Records from a data source
-=-=-=-=-
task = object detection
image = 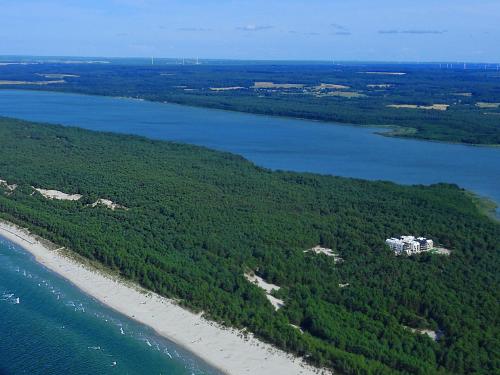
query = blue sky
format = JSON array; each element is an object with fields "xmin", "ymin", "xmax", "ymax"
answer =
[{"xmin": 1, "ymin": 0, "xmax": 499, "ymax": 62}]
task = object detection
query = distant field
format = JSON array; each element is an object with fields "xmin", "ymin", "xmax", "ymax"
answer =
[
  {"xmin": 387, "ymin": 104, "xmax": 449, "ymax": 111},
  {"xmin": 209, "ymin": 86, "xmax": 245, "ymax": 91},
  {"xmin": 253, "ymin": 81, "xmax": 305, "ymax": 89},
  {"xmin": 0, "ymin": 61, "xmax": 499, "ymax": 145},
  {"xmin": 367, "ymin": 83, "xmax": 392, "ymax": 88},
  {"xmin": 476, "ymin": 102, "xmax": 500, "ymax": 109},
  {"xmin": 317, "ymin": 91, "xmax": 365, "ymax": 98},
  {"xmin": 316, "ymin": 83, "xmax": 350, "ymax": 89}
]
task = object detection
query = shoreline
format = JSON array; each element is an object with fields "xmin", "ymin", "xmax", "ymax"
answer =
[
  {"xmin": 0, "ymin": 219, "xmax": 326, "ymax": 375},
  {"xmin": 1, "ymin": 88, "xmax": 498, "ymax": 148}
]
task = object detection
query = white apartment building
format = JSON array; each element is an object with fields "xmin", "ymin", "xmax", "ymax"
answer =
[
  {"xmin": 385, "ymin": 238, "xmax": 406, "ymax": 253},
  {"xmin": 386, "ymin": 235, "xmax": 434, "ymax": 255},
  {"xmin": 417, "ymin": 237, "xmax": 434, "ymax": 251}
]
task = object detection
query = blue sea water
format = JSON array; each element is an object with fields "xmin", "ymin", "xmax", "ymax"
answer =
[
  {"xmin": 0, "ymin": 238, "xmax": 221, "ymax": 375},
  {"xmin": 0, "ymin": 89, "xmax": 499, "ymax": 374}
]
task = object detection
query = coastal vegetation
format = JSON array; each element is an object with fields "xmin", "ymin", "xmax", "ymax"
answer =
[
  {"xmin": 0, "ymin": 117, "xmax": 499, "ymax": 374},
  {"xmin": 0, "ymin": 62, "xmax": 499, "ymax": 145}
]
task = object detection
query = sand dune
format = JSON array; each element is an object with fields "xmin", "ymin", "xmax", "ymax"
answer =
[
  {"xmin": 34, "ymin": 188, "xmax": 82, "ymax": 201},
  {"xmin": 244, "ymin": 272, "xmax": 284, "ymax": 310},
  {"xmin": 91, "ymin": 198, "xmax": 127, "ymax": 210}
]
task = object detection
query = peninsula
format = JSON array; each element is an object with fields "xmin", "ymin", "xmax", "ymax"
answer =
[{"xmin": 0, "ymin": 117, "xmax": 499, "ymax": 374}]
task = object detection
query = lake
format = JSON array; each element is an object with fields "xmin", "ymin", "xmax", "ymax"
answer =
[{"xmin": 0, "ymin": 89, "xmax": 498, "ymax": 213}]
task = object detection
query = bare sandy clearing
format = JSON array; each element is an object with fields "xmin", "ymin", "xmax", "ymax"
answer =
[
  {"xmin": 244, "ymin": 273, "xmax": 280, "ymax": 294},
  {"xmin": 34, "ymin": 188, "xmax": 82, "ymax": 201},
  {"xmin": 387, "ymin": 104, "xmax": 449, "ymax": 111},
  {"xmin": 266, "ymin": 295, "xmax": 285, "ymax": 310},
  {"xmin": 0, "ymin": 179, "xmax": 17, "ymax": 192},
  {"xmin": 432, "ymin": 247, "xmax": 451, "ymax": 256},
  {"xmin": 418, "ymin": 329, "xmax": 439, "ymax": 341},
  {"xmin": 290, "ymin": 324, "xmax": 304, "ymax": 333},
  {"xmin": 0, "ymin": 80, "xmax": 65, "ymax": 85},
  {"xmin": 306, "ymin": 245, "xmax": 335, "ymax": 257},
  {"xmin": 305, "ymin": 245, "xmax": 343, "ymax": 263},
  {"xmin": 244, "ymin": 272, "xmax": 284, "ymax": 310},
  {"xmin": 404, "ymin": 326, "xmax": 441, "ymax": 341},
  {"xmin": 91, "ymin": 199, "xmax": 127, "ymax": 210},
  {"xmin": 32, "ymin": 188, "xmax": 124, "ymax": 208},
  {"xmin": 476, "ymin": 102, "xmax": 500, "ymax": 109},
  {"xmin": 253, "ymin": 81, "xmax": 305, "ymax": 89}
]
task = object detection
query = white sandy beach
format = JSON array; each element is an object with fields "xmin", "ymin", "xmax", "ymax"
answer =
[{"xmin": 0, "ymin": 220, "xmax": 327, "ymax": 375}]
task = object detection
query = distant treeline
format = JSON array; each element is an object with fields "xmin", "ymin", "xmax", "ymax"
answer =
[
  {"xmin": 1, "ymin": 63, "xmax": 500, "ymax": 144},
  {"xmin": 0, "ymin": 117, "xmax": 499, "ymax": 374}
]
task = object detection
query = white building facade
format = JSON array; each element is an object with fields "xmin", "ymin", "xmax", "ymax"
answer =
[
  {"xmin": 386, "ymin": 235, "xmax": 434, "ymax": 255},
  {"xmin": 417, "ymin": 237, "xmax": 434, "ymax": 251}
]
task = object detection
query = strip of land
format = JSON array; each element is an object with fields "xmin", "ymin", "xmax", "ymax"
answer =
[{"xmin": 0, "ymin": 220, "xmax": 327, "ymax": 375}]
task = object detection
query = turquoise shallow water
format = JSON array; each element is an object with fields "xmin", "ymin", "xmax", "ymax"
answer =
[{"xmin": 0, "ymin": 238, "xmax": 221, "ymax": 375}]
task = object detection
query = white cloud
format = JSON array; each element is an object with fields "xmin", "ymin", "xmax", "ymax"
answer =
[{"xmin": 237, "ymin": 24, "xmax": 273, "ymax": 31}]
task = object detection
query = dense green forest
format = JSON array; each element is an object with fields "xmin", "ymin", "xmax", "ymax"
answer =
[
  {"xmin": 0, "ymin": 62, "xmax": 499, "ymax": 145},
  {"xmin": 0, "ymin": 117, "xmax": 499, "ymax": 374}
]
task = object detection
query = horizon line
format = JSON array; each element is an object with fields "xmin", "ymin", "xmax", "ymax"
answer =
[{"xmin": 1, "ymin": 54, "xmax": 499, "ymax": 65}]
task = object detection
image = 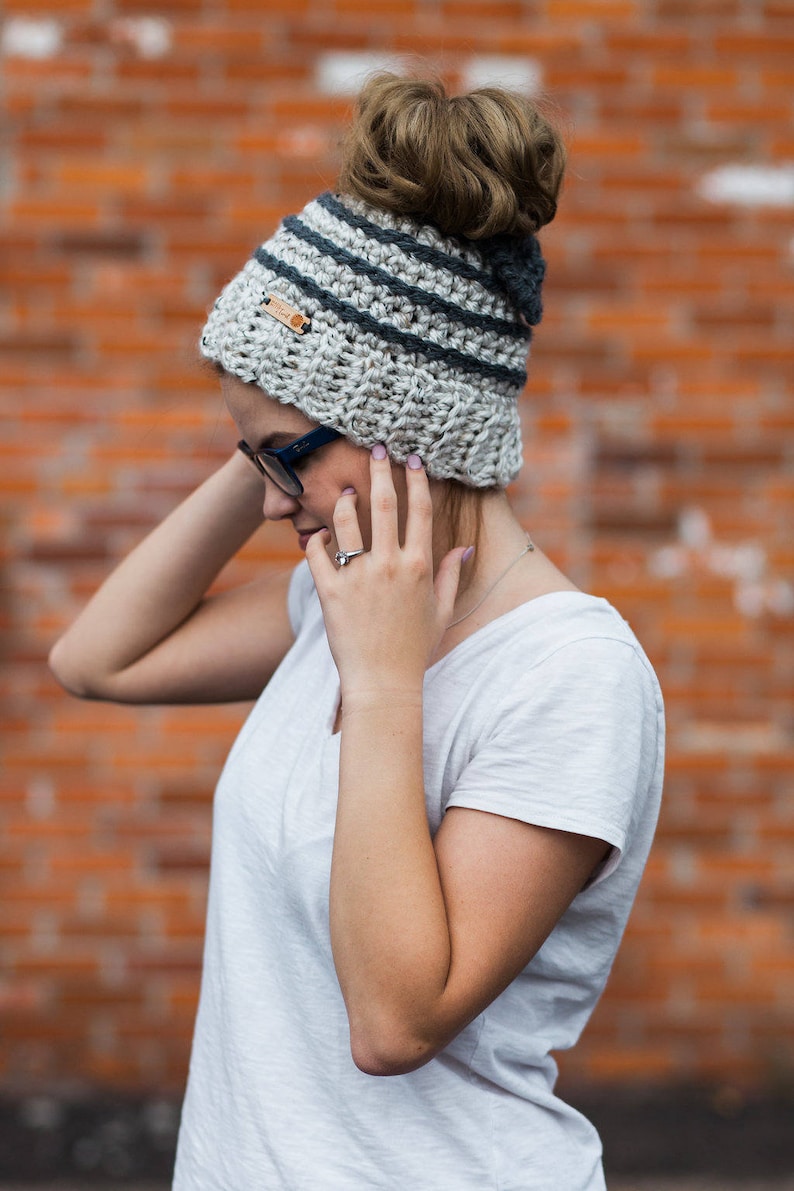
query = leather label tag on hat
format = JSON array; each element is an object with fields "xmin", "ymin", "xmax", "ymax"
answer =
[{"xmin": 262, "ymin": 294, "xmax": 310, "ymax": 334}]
-=-=-=-=-
Goal of the exercise: In the copy, include every record exactly and no pictures.

Task solution:
task = object detection
image = 
query = blue sky
format = JSON array; each element is an object with fields "xmin", "ymin", "xmax", "ymax"
answer =
[{"xmin": 1, "ymin": 0, "xmax": 499, "ymax": 62}]
task = object detection
query = distant field
format = JSON array; each element is an object with fields "xmin", "ymin", "xmax", "ymax"
answer =
[
  {"xmin": 387, "ymin": 104, "xmax": 449, "ymax": 111},
  {"xmin": 209, "ymin": 86, "xmax": 245, "ymax": 91},
  {"xmin": 253, "ymin": 81, "xmax": 305, "ymax": 89},
  {"xmin": 0, "ymin": 61, "xmax": 499, "ymax": 145},
  {"xmin": 367, "ymin": 83, "xmax": 392, "ymax": 88},
  {"xmin": 476, "ymin": 102, "xmax": 500, "ymax": 109},
  {"xmin": 317, "ymin": 91, "xmax": 365, "ymax": 98},
  {"xmin": 316, "ymin": 83, "xmax": 350, "ymax": 89}
]
task = object detection
query = shoreline
format = JSON array; each element is an object with fields "xmin", "ymin", "xmax", "ymax"
answer =
[
  {"xmin": 0, "ymin": 219, "xmax": 326, "ymax": 375},
  {"xmin": 1, "ymin": 88, "xmax": 498, "ymax": 148}
]
task = object detection
query = white apartment building
format = JSON array; each element is an object with fields "xmin", "ymin", "xmax", "ymax"
answer =
[
  {"xmin": 385, "ymin": 238, "xmax": 406, "ymax": 253},
  {"xmin": 386, "ymin": 235, "xmax": 434, "ymax": 255},
  {"xmin": 417, "ymin": 237, "xmax": 434, "ymax": 251}
]
task = object detection
query = blue sea water
format = JSON array; each element is an object with fields "xmin", "ymin", "xmax", "ymax"
answer =
[
  {"xmin": 0, "ymin": 238, "xmax": 221, "ymax": 375},
  {"xmin": 0, "ymin": 89, "xmax": 499, "ymax": 374}
]
task = object detection
query = coastal vegetation
format = JSON array; each element is an object with fields "xmin", "ymin", "xmax", "ymax"
answer =
[
  {"xmin": 0, "ymin": 117, "xmax": 499, "ymax": 374},
  {"xmin": 0, "ymin": 62, "xmax": 499, "ymax": 145}
]
task = object detection
query = sand dune
format = JSON array; each element is an object with fields "xmin", "ymin", "xmax", "ymax"
answer =
[
  {"xmin": 34, "ymin": 188, "xmax": 82, "ymax": 201},
  {"xmin": 244, "ymin": 272, "xmax": 284, "ymax": 310},
  {"xmin": 91, "ymin": 198, "xmax": 127, "ymax": 210}
]
task = object detection
query = peninsula
format = JSON array; each element is an object with fields "xmin", "ymin", "xmax", "ymax"
answer =
[{"xmin": 0, "ymin": 117, "xmax": 499, "ymax": 374}]
task = object detection
query = lake
format = JSON array; each element is an object with fields "xmin", "ymin", "xmax", "ymax"
answer =
[{"xmin": 0, "ymin": 89, "xmax": 498, "ymax": 213}]
task = object detection
query = bare sandy clearing
format = JSON array; each element is an object with fields "xmin", "ymin", "xmax", "ymax"
answer =
[
  {"xmin": 244, "ymin": 273, "xmax": 280, "ymax": 294},
  {"xmin": 34, "ymin": 188, "xmax": 82, "ymax": 201},
  {"xmin": 387, "ymin": 104, "xmax": 449, "ymax": 111},
  {"xmin": 266, "ymin": 295, "xmax": 285, "ymax": 310},
  {"xmin": 0, "ymin": 179, "xmax": 17, "ymax": 192},
  {"xmin": 432, "ymin": 247, "xmax": 451, "ymax": 256},
  {"xmin": 418, "ymin": 329, "xmax": 439, "ymax": 341},
  {"xmin": 290, "ymin": 324, "xmax": 304, "ymax": 333},
  {"xmin": 0, "ymin": 80, "xmax": 65, "ymax": 85},
  {"xmin": 306, "ymin": 245, "xmax": 335, "ymax": 257},
  {"xmin": 305, "ymin": 245, "xmax": 343, "ymax": 263},
  {"xmin": 244, "ymin": 272, "xmax": 284, "ymax": 310},
  {"xmin": 404, "ymin": 326, "xmax": 441, "ymax": 341},
  {"xmin": 91, "ymin": 199, "xmax": 127, "ymax": 210},
  {"xmin": 32, "ymin": 188, "xmax": 124, "ymax": 208},
  {"xmin": 476, "ymin": 102, "xmax": 500, "ymax": 109},
  {"xmin": 253, "ymin": 81, "xmax": 305, "ymax": 89}
]
task = object detection
query = white sandy beach
format = JSON array; each element is an object with fields "xmin", "ymin", "xmax", "ymax"
answer =
[{"xmin": 0, "ymin": 220, "xmax": 327, "ymax": 375}]
task = object detection
query = distant treeline
format = JSON array; each element is an object with fields "xmin", "ymin", "xmax", "ymax"
answer =
[
  {"xmin": 1, "ymin": 63, "xmax": 500, "ymax": 144},
  {"xmin": 0, "ymin": 117, "xmax": 499, "ymax": 374}
]
task = object detection
query = white building facade
format = JSON array; each element is an object with fields "xmin", "ymin", "xmax", "ymax"
answer =
[
  {"xmin": 386, "ymin": 235, "xmax": 434, "ymax": 255},
  {"xmin": 417, "ymin": 237, "xmax": 434, "ymax": 251}
]
task = object detection
query = strip of land
format = JSON array; each element is an object with fields "xmin", "ymin", "xmax", "ymax"
answer =
[{"xmin": 0, "ymin": 220, "xmax": 327, "ymax": 375}]
task = object detection
query = turquoise shallow water
format = JSON array; each element is an object with fields "xmin", "ymin", "xmax", "ymax"
answer =
[{"xmin": 0, "ymin": 238, "xmax": 221, "ymax": 375}]
task = object detection
query = white cloud
format = JSON array; each element is an object with fields "xmin", "ymin", "xmax", "ymax"
answer =
[{"xmin": 237, "ymin": 24, "xmax": 273, "ymax": 31}]
task = object detection
query = dense green forest
format = JSON array; each element is an object with fields "xmin", "ymin", "xmax", "ymax"
answer =
[
  {"xmin": 0, "ymin": 62, "xmax": 499, "ymax": 145},
  {"xmin": 0, "ymin": 117, "xmax": 499, "ymax": 374}
]
task = object detection
query = horizon line
format = JSON array; each element is an object with fields "xmin", "ymin", "xmax", "ymax"
answer =
[{"xmin": 1, "ymin": 54, "xmax": 499, "ymax": 65}]
task = object detection
image = 
query = leather label tag on hat
format = JSON array; each element is an object with fields "xmin", "ymin", "xmax", "ymax"
answer =
[{"xmin": 262, "ymin": 294, "xmax": 310, "ymax": 334}]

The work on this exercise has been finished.